Ejercicios por resolver –
**A)** Indica si estas afirmaciones concuerdan con el texto sobre La cabeza que rueda: (i) el autor del libro es un cubano naturalizado mexicano; (ii) el retrato de Charlotte Corday lo pintó Jacques-Louis David; (iii) Charlotte Corday fue condenada por apuñalar a Marat. Contesta sí o no a cada una y cita literalmente las palabras del texto que lo deciden.
**B)** Prosigue el texto sobre La cabeza que rueda a partir de su última oración.

Texto de origen –
★ ★ ★ ★
Todos somos vulnerables,
todos somos masculinos-femeninos.
Louise Bourgeois
Una vez más coincido con Kafka: lo que necesitamos son libros de impacto. Libros que, como él dijo, «nos golpeen como una desgracia dolorosa», porque «un libro debe ser el hacha que rompa el mar helado dentro de nosotros». Siempre cito a disgusto, pero hay ocasiones en las que, por una asociación lógica, resulta inevitable. Y ésta es una de ellas: la lectura (y relectura) de La cabeza que rueda, cuyo autor es sin duda uno de los poetas y narradores más importantes de la literatura cubana no institucional y de la literatura cubana en su conjunto, el cubano naturalizado mexicano Raúl Ortega Alfonso.
Un libro éste que corta. Ya el título asesta el primer hachazo: la imagen de una cabeza que rueda. Y más si se trata de la cabeza de una joven que, como nos han contado, fue sacada del cesto donde acababa de caer con ese ruido de cabeza que cae en un cesto y, aún goteante, abofeteada. Y debajo aparece la reproducción del retrato de esa chica, Charlotte Corday, pintado por A. Cardan cincuenta y nueve años después de aquel 17 de julio de 1793, cuando eso ocurrió. Había sido condenada por apuñalar hasta la muerte al jacobino Jean-Paul Marat, hecho (el de esta muerte) que fuera inmortalizado por otro pintor: Jacques-Louis David, famoso por sus cuadros inspirados en hechos históricos.
Para entender la intensidad de este impacto recomiendo hacer abstracción de los significantes en favor de lo designado. Pero, como sabemos, para lograrlo realmente es preciso que significante y significado coincidan. O sea, tenemos que ver la cabeza que rueda rodando de verdad, con todo y las palabras que lo designan. Debemos, en fin, casar imagen y contexto, representación y cosa representada, significado y significante, de modo tal que se visualice en un único cuerpo. O corpus, que también.
★ ★ ★ ★
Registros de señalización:
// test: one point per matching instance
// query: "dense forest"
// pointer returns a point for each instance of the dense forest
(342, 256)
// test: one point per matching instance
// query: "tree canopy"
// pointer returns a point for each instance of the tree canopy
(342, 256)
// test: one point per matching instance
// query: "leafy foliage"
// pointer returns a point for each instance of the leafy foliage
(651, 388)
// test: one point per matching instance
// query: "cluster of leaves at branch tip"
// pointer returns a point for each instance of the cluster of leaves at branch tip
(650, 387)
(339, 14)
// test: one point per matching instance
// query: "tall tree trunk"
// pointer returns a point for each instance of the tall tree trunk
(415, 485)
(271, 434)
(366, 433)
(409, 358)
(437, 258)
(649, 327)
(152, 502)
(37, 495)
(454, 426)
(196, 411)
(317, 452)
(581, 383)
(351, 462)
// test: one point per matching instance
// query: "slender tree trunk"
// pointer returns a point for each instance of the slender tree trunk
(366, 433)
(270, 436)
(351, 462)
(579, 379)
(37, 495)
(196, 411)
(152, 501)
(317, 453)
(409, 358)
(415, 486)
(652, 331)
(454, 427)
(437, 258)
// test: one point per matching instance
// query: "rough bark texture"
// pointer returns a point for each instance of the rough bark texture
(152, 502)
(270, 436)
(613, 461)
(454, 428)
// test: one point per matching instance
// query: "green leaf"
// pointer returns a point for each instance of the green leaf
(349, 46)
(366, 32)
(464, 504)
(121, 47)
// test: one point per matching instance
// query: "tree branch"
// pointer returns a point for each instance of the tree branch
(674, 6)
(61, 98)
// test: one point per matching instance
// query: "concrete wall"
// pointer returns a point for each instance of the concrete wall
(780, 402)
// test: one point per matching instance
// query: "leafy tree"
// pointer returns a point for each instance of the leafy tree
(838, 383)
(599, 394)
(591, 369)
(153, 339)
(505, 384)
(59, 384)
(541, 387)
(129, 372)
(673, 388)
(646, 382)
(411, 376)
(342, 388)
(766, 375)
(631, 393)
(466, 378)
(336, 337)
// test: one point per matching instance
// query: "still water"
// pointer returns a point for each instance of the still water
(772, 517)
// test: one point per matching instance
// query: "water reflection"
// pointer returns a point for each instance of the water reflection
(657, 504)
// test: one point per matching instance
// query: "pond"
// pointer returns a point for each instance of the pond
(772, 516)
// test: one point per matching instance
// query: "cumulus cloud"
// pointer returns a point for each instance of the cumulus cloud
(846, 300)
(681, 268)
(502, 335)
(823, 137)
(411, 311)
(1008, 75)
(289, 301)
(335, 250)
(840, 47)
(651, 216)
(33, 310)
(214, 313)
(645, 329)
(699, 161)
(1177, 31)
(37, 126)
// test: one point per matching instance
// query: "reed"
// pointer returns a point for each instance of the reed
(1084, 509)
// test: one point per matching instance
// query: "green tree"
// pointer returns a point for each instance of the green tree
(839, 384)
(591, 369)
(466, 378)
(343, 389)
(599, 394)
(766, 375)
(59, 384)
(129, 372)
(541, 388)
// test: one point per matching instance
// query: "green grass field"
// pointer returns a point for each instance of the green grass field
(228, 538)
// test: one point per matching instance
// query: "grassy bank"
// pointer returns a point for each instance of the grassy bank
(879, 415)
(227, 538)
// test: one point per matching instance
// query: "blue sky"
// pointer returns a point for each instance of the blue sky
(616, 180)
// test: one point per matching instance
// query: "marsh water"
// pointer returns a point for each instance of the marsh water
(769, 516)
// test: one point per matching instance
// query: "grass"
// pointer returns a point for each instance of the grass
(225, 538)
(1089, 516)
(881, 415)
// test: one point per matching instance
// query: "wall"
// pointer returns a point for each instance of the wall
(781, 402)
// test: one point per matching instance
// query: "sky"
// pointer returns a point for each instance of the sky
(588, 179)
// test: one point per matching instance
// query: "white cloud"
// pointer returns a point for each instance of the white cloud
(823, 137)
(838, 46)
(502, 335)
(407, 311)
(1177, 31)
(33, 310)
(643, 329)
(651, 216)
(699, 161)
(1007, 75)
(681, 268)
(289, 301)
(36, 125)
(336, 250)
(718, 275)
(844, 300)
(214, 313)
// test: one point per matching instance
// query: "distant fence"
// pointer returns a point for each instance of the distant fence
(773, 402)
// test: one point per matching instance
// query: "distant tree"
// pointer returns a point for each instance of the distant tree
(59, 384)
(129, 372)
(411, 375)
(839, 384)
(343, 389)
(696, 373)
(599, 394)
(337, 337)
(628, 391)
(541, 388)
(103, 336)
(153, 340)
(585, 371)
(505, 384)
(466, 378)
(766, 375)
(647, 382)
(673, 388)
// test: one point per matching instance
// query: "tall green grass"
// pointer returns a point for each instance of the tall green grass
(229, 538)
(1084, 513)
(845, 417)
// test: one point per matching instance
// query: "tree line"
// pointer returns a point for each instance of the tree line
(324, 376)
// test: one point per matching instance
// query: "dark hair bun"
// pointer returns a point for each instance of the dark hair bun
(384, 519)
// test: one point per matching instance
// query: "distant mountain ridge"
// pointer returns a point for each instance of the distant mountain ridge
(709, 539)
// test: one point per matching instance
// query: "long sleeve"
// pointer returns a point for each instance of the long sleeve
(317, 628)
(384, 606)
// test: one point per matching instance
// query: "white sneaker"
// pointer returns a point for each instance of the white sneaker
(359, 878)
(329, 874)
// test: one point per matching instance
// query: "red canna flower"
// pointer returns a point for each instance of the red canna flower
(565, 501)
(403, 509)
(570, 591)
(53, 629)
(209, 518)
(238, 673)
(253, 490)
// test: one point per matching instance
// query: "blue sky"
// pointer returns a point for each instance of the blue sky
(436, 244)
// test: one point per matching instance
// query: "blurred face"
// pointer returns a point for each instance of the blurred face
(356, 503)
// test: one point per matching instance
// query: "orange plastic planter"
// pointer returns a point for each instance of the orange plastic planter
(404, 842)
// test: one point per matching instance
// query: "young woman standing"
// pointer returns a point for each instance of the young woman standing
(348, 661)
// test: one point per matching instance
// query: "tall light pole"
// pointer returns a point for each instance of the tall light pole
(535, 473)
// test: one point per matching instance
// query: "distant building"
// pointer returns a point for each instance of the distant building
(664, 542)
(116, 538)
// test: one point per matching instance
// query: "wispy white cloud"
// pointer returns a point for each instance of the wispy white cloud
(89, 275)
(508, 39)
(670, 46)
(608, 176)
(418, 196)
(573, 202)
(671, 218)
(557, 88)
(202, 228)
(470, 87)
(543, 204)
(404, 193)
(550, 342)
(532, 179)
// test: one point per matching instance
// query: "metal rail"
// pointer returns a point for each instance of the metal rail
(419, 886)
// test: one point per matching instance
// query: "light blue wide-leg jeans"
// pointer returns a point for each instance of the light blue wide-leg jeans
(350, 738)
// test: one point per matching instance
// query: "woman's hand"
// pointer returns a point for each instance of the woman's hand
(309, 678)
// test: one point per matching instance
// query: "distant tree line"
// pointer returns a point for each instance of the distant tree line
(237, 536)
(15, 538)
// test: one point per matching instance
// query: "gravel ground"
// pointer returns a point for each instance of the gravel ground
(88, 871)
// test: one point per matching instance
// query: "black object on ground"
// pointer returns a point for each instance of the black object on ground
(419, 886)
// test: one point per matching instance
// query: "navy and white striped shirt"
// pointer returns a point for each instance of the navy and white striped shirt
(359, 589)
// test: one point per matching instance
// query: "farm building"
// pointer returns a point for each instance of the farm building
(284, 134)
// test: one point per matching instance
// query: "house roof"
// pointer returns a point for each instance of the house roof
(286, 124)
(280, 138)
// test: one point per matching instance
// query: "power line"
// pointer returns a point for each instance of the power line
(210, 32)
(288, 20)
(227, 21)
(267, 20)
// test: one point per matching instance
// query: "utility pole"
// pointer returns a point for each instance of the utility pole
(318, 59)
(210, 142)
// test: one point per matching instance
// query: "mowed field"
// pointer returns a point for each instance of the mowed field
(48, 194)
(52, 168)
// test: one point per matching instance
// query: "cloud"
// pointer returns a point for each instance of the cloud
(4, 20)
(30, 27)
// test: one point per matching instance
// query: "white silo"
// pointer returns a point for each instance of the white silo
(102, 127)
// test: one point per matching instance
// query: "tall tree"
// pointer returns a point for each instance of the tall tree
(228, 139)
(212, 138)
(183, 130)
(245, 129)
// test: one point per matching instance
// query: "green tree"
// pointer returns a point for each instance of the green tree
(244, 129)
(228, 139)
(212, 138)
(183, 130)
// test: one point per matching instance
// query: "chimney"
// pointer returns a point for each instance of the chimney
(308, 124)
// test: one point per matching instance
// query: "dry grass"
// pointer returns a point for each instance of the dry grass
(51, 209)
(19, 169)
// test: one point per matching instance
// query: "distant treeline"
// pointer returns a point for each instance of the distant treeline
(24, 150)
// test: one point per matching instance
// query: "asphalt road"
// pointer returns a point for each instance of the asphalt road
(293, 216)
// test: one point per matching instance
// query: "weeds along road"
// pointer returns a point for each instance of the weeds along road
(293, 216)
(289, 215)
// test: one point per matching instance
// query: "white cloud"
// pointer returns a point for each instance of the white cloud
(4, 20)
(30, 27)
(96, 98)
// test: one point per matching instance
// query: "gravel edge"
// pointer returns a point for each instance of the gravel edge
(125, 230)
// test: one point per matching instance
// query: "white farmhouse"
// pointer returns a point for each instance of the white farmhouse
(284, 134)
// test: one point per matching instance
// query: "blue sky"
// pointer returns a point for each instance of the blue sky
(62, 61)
★ ★ ★ ★
Resultados del ejercicio –
**A)**
(i) Sí: «el cubano naturalizado mexicano Raúl Ortega Alfonso».
(ii) No: «pintado por A. Cardan cincuenta y nueve años después de aquel 17 de julio de 1793».
(iii) Sí: «Había sido condenada por apuñalar hasta la muerte al jacobino Jean-Paul Marat».

**B)**
Todo lo cual, es cierto, parece referirse más a una obra de reflexión, básicamente en prosa, donde la palabra tiene un uso expresamente utilitario (quiero decir, menos ornamental o menos lúdico que, digamos, el de la poesía). Mas —por su forma, por su distribución, por el enfoque del asunto— estamos sin duda ante un libro de este género. Un libro de poemas en prosa, poemas casi coloquiales… poemas. Con un lenguaje, eso sí, hiperbólico, propio de la literatura a que Raúl nos tiene habituados. Pero lo que digo es que no abundan, excepto las hipérboles, los recursos propiamente poéticos (metáfora, hipérbaton, metonimia…), si bien cuando aparecen, lo hacen donde deben y del modo que deben. Aún así, lo verdaderamente característico —lo que de verdad define la personalidad estética de esta obra—, es que todo el libro está concebido con una eficaz compresión o economía del lenguaje. Cada poema es, pues, un texto sinóptico. Abarca a veces vidas enteras, situaciones complejas y formas de pensamiento que se han construido alrededor de la problemática del rol de género durante siglos.
Convengamos, por tanto, en que La cabeza que rueda es un libro de poemas. Un libro orgánico de poesía, que al ser «orgánico» conforma en efecto un cuerpo, una anatomía, una entidad que se lee (y relee) sin respirar, sintiendo todo el tiempo, en cada página, cómo penetra la hoja cortante en la nuca y cómo la cabeza (la nuestra) cae desprendida en el cesto. Una sensación que agobia, sí, pero en el sentido del arte que, invariablemente, una vez que cruzamos del otro lado, nos deja a salvo. Porque, sí, siempre se sobrevive al último cuadro, al último acorde… al último verso. Otra cosa es cómo; en qué condiciones.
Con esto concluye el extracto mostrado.